-- Work required --
Type out each record word for word. Pictures stay out.

━━━━━━━━━━

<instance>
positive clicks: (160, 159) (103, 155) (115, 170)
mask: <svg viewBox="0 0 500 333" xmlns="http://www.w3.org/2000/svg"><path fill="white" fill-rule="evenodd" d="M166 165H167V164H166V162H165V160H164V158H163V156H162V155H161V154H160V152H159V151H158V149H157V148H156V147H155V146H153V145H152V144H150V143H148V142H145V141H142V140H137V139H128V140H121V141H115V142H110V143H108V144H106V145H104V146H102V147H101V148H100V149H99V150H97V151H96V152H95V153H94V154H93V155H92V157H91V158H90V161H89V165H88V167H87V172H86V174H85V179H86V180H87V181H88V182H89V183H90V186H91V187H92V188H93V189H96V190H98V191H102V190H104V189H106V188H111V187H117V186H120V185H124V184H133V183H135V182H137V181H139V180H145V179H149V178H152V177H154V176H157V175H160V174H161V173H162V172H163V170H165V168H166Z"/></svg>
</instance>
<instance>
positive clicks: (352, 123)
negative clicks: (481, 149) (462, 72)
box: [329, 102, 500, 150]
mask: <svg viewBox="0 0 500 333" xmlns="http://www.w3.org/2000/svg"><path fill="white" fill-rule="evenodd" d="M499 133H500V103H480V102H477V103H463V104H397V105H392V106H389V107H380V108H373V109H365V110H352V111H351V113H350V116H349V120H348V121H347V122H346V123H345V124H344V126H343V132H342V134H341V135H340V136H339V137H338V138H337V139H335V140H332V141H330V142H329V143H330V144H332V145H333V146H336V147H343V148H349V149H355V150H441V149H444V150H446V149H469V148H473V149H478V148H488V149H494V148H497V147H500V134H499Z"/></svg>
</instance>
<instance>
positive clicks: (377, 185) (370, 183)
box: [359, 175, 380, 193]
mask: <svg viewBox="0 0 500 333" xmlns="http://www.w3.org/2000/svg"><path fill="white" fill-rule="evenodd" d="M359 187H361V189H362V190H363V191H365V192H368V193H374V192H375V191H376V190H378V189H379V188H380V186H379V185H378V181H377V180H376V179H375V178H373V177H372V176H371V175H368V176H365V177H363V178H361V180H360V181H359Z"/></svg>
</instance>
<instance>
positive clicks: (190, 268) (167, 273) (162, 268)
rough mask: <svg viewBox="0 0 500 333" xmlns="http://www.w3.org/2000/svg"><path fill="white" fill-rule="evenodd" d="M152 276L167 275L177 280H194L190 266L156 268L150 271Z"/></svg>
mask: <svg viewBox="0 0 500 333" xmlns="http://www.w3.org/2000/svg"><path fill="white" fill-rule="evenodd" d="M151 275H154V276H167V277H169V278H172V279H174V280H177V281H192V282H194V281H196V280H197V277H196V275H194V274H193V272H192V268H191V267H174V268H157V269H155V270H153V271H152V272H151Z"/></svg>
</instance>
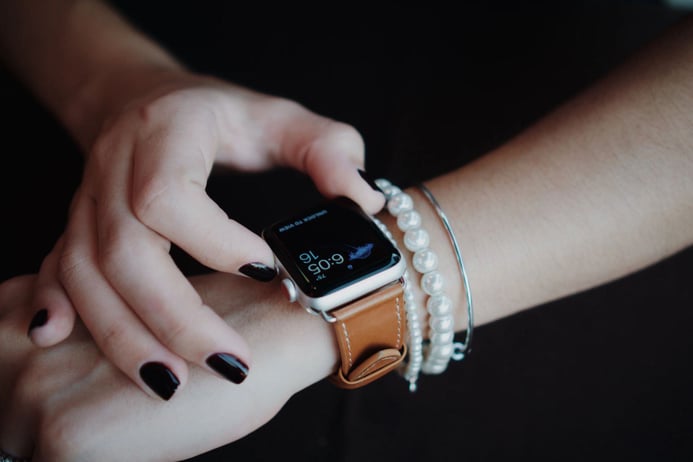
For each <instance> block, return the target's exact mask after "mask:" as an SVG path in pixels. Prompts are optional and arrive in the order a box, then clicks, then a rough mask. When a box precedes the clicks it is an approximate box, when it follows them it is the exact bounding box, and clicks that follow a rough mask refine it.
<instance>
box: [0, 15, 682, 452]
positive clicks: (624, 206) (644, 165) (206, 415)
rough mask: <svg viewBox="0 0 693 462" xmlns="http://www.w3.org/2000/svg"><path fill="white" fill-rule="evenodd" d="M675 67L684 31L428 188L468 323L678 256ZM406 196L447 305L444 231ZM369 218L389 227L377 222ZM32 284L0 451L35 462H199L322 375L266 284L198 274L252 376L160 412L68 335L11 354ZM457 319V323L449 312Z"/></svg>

━━━━━━━━━━

-- Written solution --
<instance>
positive clicks: (160, 159) (103, 155) (115, 170)
mask: <svg viewBox="0 0 500 333" xmlns="http://www.w3.org/2000/svg"><path fill="white" fill-rule="evenodd" d="M166 165H167V164H166V162H165V160H164V158H163V156H162V155H161V154H160V152H159V151H158V149H157V148H156V147H155V146H153V145H152V144H150V143H148V142H145V141H142V140H137V139H128V140H121V141H115V142H110V143H108V144H106V145H104V146H102V147H101V148H100V149H99V150H97V151H96V152H95V153H94V154H93V155H92V157H91V158H90V161H89V165H88V167H87V172H86V174H85V179H86V180H87V181H88V182H89V183H90V186H91V187H92V188H93V189H96V190H98V191H102V190H104V189H106V188H111V187H117V186H120V185H124V184H133V183H135V182H137V181H139V180H145V179H149V178H152V177H154V176H157V175H160V174H161V173H162V172H163V170H165V168H166Z"/></svg>
</instance>
<instance>
positive clicks: (352, 123)
negative clicks: (481, 149) (462, 72)
box: [329, 102, 500, 150]
mask: <svg viewBox="0 0 500 333" xmlns="http://www.w3.org/2000/svg"><path fill="white" fill-rule="evenodd" d="M499 133H500V103H480V102H477V103H463V104H397V105H392V106H389V107H380V108H373V109H365V110H352V111H351V113H350V116H349V120H348V121H347V122H346V123H345V124H344V126H343V132H342V134H341V135H340V136H339V137H338V138H337V139H335V140H332V141H330V142H329V143H330V144H332V145H333V146H336V147H343V148H349V149H355V150H441V149H444V150H446V149H469V148H473V149H478V148H488V149H494V148H497V147H500V134H499Z"/></svg>
</instance>
<instance>
positive clicks: (377, 185) (370, 183)
box: [359, 175, 380, 193]
mask: <svg viewBox="0 0 500 333" xmlns="http://www.w3.org/2000/svg"><path fill="white" fill-rule="evenodd" d="M359 187H361V189H362V190H363V191H365V192H368V193H374V192H375V191H376V190H378V189H379V188H380V186H379V185H378V181H377V180H376V179H375V178H373V177H372V176H371V175H368V176H365V177H363V178H361V180H360V181H359Z"/></svg>
</instance>
<instance>
positive clicks: (190, 268) (167, 273) (162, 268)
rough mask: <svg viewBox="0 0 500 333" xmlns="http://www.w3.org/2000/svg"><path fill="white" fill-rule="evenodd" d="M152 276L167 275L177 280H194L190 266L156 268L150 271Z"/></svg>
mask: <svg viewBox="0 0 500 333" xmlns="http://www.w3.org/2000/svg"><path fill="white" fill-rule="evenodd" d="M151 275H154V276H167V277H169V278H172V279H174V280H177V281H192V282H194V281H196V280H197V277H196V275H194V274H193V272H192V268H191V267H174V268H157V269H155V270H153V271H152V272H151Z"/></svg>
</instance>
For each <instance> block, return the target's exact mask after "mask:" as an SVG path in pixels. Prompts are optional and arrive in the order a box, then clicks, then a rough mask. When a box precedes the clicks it is an approximate box, when it follows them it is the exact bounding box, and clicks that follow a rough mask refine it.
<instance>
box: [0, 15, 682, 452]
positive clicks: (624, 206) (644, 165) (206, 415)
rough mask: <svg viewBox="0 0 693 462" xmlns="http://www.w3.org/2000/svg"><path fill="white" fill-rule="evenodd" d="M675 67L684 31L428 188L468 323L678 256ZM406 196L447 305L444 231ZM369 218L389 227L377 222ZM32 284L0 451L35 462H199L322 375L266 284L198 274L252 376L160 412L68 335L11 354ZM457 319V323L449 312Z"/></svg>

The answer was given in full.